-- start of LISTING --

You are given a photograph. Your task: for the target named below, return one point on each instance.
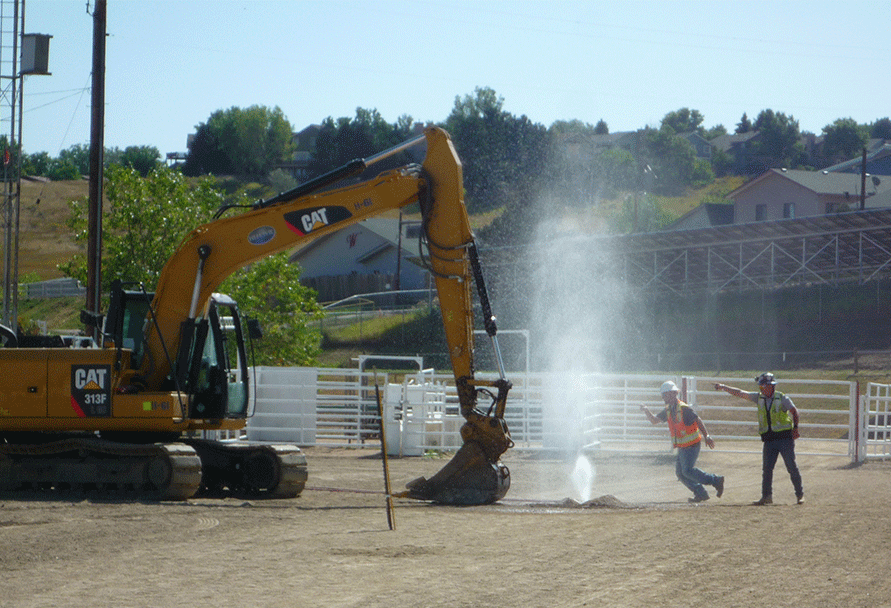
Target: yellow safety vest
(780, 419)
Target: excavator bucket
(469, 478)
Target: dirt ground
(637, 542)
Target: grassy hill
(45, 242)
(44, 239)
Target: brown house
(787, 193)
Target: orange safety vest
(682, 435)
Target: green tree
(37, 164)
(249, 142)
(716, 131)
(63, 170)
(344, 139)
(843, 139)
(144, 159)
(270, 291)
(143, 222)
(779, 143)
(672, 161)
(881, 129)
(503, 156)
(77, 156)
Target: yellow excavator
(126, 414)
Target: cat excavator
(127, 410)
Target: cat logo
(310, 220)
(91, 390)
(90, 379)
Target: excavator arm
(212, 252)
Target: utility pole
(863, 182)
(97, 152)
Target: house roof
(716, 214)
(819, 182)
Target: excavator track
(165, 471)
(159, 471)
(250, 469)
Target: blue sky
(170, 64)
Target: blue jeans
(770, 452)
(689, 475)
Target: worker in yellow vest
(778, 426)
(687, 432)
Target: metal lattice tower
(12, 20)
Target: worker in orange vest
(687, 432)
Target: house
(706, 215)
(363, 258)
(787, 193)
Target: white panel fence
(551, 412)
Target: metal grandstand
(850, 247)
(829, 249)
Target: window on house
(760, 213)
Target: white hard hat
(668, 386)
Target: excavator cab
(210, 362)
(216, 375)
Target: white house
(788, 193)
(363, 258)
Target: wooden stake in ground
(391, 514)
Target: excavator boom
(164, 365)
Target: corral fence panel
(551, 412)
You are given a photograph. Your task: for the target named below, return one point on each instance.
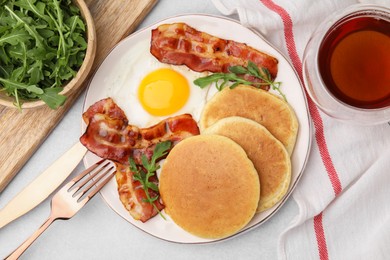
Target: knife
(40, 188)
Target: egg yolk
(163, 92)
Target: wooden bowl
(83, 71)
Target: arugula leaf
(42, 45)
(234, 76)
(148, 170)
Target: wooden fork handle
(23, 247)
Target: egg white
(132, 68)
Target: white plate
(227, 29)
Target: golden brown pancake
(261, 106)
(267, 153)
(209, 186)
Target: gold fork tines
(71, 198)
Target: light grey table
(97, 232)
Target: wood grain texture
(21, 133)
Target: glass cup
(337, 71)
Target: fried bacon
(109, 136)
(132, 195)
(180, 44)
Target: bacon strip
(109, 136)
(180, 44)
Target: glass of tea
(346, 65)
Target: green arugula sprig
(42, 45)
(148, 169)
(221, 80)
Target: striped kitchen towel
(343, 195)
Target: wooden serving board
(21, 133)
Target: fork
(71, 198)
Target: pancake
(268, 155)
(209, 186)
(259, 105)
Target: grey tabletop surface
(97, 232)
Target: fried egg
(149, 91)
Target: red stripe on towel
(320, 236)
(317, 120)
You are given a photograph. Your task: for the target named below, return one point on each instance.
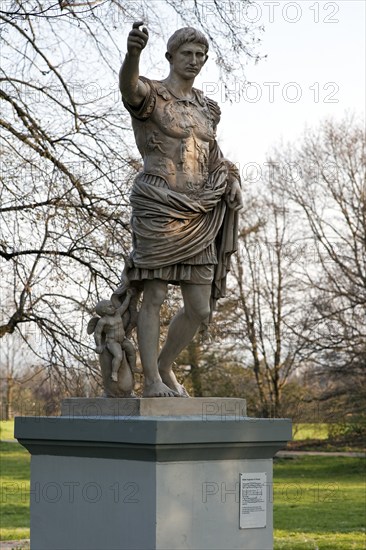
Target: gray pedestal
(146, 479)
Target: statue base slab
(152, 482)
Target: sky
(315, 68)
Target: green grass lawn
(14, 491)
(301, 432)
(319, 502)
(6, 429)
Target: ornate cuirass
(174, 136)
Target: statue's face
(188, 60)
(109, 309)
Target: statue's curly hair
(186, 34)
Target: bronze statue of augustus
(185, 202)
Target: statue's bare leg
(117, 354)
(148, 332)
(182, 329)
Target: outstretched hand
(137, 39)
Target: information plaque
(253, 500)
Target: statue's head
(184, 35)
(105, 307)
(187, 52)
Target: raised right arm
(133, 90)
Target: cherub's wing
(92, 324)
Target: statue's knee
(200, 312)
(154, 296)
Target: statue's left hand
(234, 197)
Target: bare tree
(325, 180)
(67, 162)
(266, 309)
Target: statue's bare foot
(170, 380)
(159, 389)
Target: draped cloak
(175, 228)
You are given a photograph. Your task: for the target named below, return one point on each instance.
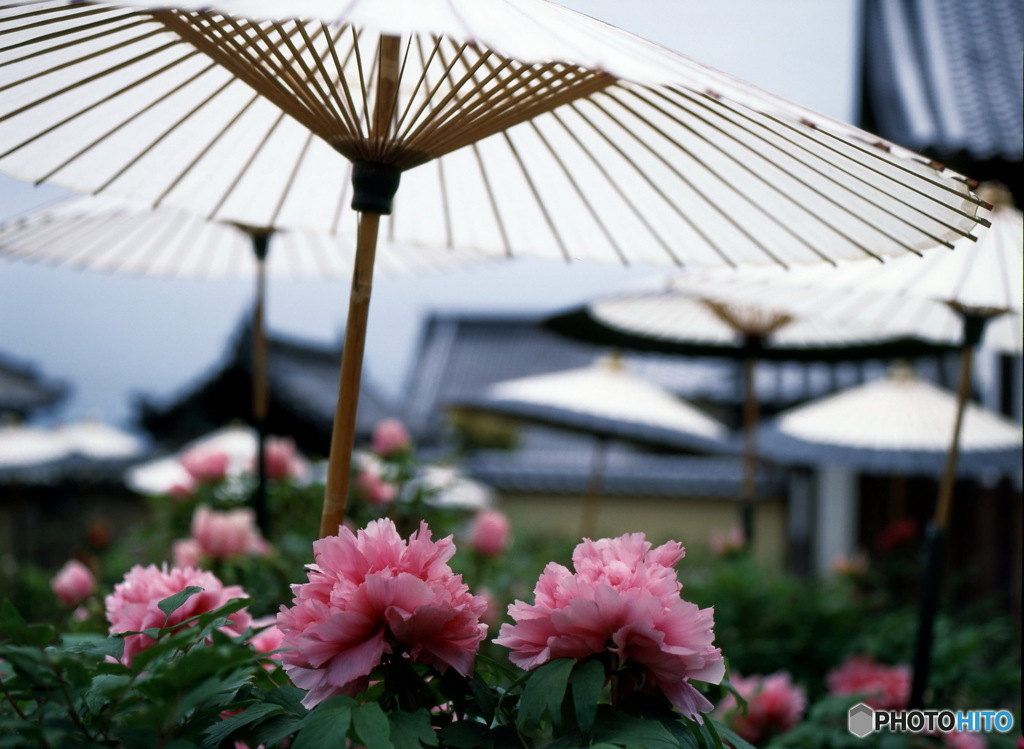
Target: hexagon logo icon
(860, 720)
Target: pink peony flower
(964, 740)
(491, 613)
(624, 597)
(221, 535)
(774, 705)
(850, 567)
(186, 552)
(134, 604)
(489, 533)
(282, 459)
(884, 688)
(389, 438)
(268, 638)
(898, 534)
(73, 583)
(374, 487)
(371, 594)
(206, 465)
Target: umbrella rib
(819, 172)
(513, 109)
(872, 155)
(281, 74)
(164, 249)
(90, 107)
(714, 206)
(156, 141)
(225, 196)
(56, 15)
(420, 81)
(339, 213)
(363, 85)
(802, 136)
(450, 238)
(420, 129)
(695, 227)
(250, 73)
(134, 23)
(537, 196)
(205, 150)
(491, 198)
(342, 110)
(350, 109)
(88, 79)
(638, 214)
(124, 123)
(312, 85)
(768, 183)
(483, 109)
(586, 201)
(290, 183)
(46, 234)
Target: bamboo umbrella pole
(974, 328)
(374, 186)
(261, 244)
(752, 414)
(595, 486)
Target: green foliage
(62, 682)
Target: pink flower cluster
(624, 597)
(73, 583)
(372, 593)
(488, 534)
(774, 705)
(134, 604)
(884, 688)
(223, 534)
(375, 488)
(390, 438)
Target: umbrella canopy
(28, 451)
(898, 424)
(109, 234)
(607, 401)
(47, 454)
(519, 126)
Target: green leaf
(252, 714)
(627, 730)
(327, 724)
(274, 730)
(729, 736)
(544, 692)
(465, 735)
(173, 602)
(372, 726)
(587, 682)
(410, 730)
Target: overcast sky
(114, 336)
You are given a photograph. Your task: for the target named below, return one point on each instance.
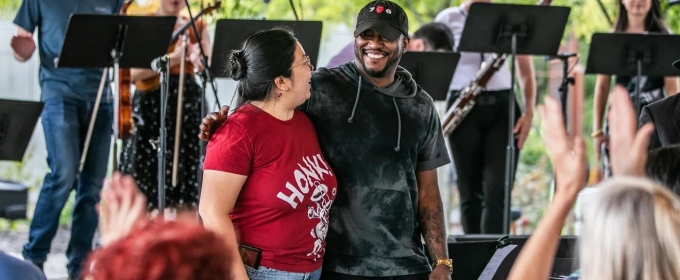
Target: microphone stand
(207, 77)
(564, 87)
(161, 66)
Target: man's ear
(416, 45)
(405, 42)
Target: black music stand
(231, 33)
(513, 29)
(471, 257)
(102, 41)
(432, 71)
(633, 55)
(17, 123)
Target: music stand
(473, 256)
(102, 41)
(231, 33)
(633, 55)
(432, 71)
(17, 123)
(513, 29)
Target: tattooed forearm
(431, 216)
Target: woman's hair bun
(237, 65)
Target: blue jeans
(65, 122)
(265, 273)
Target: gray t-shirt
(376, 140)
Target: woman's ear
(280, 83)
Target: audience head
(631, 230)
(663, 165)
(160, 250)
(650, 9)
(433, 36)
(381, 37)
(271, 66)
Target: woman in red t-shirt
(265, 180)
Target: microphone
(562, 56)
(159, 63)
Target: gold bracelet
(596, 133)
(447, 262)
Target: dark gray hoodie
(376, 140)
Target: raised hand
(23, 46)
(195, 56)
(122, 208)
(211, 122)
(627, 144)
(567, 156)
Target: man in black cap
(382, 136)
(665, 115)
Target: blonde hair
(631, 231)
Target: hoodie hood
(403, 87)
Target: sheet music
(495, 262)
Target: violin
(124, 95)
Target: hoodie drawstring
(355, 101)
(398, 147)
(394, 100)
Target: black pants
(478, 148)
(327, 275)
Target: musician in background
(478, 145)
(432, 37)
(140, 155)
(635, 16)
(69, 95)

-- end of LISTING --

-- EXERCISE GOAL --
Copy out all the data without changing anything, and drop the pictures.

-- WRITTEN SOLUTION --
You are given a photograph. Your task: for the target named below, return one point on each instance.
Target: yellow safety vest
(780, 419)
Target: excavator bucket
(469, 478)
Target: dirt ground
(637, 542)
Target: grassy hill
(45, 242)
(44, 239)
Target: brown house
(787, 193)
Target: orange safety vest
(682, 435)
Target: green tree
(37, 164)
(249, 142)
(716, 131)
(63, 170)
(344, 139)
(843, 139)
(144, 159)
(270, 291)
(143, 222)
(779, 143)
(672, 161)
(881, 129)
(503, 156)
(77, 156)
Target: yellow excavator
(126, 414)
Target: cat excavator
(127, 410)
Target: cat logo
(310, 220)
(91, 390)
(90, 379)
Target: excavator arm
(212, 252)
Target: utility pole
(863, 182)
(97, 152)
Target: house roof
(716, 214)
(819, 182)
Target: excavator track
(165, 471)
(159, 471)
(250, 469)
Target: blue sky
(170, 64)
Target: blue jeans
(770, 452)
(689, 475)
Target: worker in yellow vest
(778, 426)
(687, 432)
Target: metal lattice tower
(12, 20)
Target: worker in orange vest
(687, 432)
Target: house
(706, 215)
(363, 258)
(787, 193)
Target: white panel fence
(551, 412)
Target: metal grandstand
(850, 247)
(829, 249)
Target: window on house
(760, 213)
Target: white hard hat
(668, 386)
Target: excavator cab
(210, 362)
(216, 375)
Target: white house
(788, 193)
(363, 258)
Target: wooden stake in ground
(391, 514)
Target: excavator boom
(164, 365)
Target: corral fence panel
(551, 412)
You are given a photograph. Your task: for the target named below, return one point on each instance.
Target: knife
(40, 188)
Target: egg yolk
(163, 92)
Target: wooden bowl
(83, 71)
Target: arugula leaf
(42, 45)
(234, 76)
(148, 170)
Target: wooden fork handle
(23, 247)
Target: egg white
(132, 68)
Target: white plate
(227, 29)
Target: golden brown pancake
(261, 106)
(267, 153)
(209, 186)
Target: gold fork tines
(71, 198)
Target: light grey table
(97, 232)
Target: wood grain texture
(21, 133)
Target: glass cup
(337, 71)
Target: fried bacon
(109, 136)
(132, 195)
(180, 44)
Target: bacon strip
(109, 136)
(180, 44)
Target: glass of tea
(346, 65)
Target: green arugula sprig
(42, 45)
(148, 169)
(221, 80)
Target: striped kitchen towel
(343, 195)
Target: wooden serving board
(21, 133)
Target: fork
(71, 198)
Target: pancake
(268, 155)
(209, 186)
(259, 105)
Target: grey tabletop surface
(97, 232)
Target: fried egg
(149, 91)
Target: red stripe on towel
(320, 236)
(317, 120)
You are given a photograph. Your task: for the target named below, return one point on each instance.
Target: gray pedestal
(146, 479)
Target: statue base slab
(152, 482)
Target: sky
(315, 68)
Target: green grass lawn
(14, 491)
(301, 432)
(319, 502)
(6, 429)
Target: ornate cuirass
(174, 136)
Target: statue's face
(188, 60)
(109, 309)
Target: statue's curly hair
(186, 34)
Target: bronze statue of augustus
(185, 202)
Target: statue's bare leg
(117, 354)
(148, 332)
(182, 329)
Target: outstretched hand
(137, 39)
Target: information plaque
(253, 500)
Target: statue's head
(184, 35)
(105, 307)
(187, 52)
Target: raised right arm
(133, 90)
Target: cherub's wing
(92, 324)
Target: statue's knee
(200, 312)
(154, 296)
Target: statue's left hand
(234, 197)
Target: bare tree
(325, 180)
(67, 162)
(266, 309)
Target: statue's bare foot
(170, 380)
(159, 389)
Target: draped cloak
(175, 228)
You are given a photograph. Your task: for the target named below, return one point on each instance.
Target: hexagon logo icon
(860, 720)
Target: pink peony flower
(964, 740)
(491, 613)
(624, 597)
(221, 535)
(774, 705)
(850, 567)
(186, 552)
(134, 604)
(489, 533)
(282, 459)
(884, 688)
(389, 438)
(268, 638)
(898, 534)
(73, 583)
(374, 487)
(371, 594)
(206, 465)
Target: umbrella rib
(819, 172)
(513, 109)
(872, 155)
(281, 74)
(164, 249)
(90, 107)
(714, 206)
(156, 141)
(225, 196)
(56, 15)
(420, 81)
(339, 213)
(363, 85)
(802, 136)
(450, 238)
(420, 129)
(695, 227)
(250, 73)
(134, 23)
(537, 196)
(205, 150)
(491, 198)
(342, 110)
(350, 109)
(88, 79)
(638, 214)
(124, 123)
(312, 85)
(768, 183)
(483, 109)
(586, 201)
(290, 183)
(46, 234)
Target: bamboo umbrella pole
(974, 328)
(374, 186)
(261, 244)
(752, 414)
(595, 486)
Target: green foliage
(62, 682)
Target: pink flower cluster
(624, 597)
(73, 583)
(372, 593)
(488, 534)
(774, 705)
(134, 604)
(884, 688)
(223, 534)
(375, 488)
(390, 438)
Target: umbrella canopy
(28, 451)
(898, 424)
(109, 234)
(607, 401)
(47, 454)
(519, 126)
Target: green leaf
(252, 714)
(627, 730)
(327, 724)
(274, 730)
(729, 736)
(544, 692)
(465, 735)
(173, 602)
(372, 726)
(587, 682)
(410, 730)
Target: overcast sky
(114, 336)
You are given a photograph. Your task: for the target named below, return one point on each instance.
Target: microphone stand
(207, 77)
(564, 87)
(161, 66)
Target: man's ear
(416, 45)
(405, 42)
Target: black music stand
(231, 33)
(513, 29)
(471, 257)
(102, 41)
(432, 71)
(633, 55)
(17, 123)
Target: music stand
(473, 256)
(102, 41)
(231, 33)
(633, 55)
(432, 71)
(17, 123)
(513, 29)
Target: tattooed forearm
(431, 216)
Target: woman's hair bun
(237, 65)
Target: blue jeans
(65, 122)
(265, 273)
Target: gray t-shirt
(376, 140)
Target: woman's ear
(280, 83)
Target: audience head
(631, 230)
(663, 165)
(160, 250)
(650, 9)
(433, 36)
(381, 37)
(271, 66)
Target: woman in red t-shirt
(265, 180)
Target: microphone
(562, 56)
(159, 63)
Target: gold bracelet
(596, 133)
(447, 262)
Target: dark gray hoodie
(376, 140)
Target: raised hand
(23, 46)
(195, 56)
(122, 208)
(211, 122)
(627, 144)
(567, 156)
Target: man in black cap
(382, 136)
(665, 115)
Target: blonde hair
(631, 231)
Target: hoodie hood
(403, 87)
Target: sheet music
(495, 262)
Target: violin
(124, 95)
Target: hoodie drawstring
(355, 101)
(398, 147)
(394, 100)
Target: black pants
(478, 148)
(327, 275)
Target: musician in background
(478, 145)
(432, 37)
(140, 155)
(635, 16)
(69, 95)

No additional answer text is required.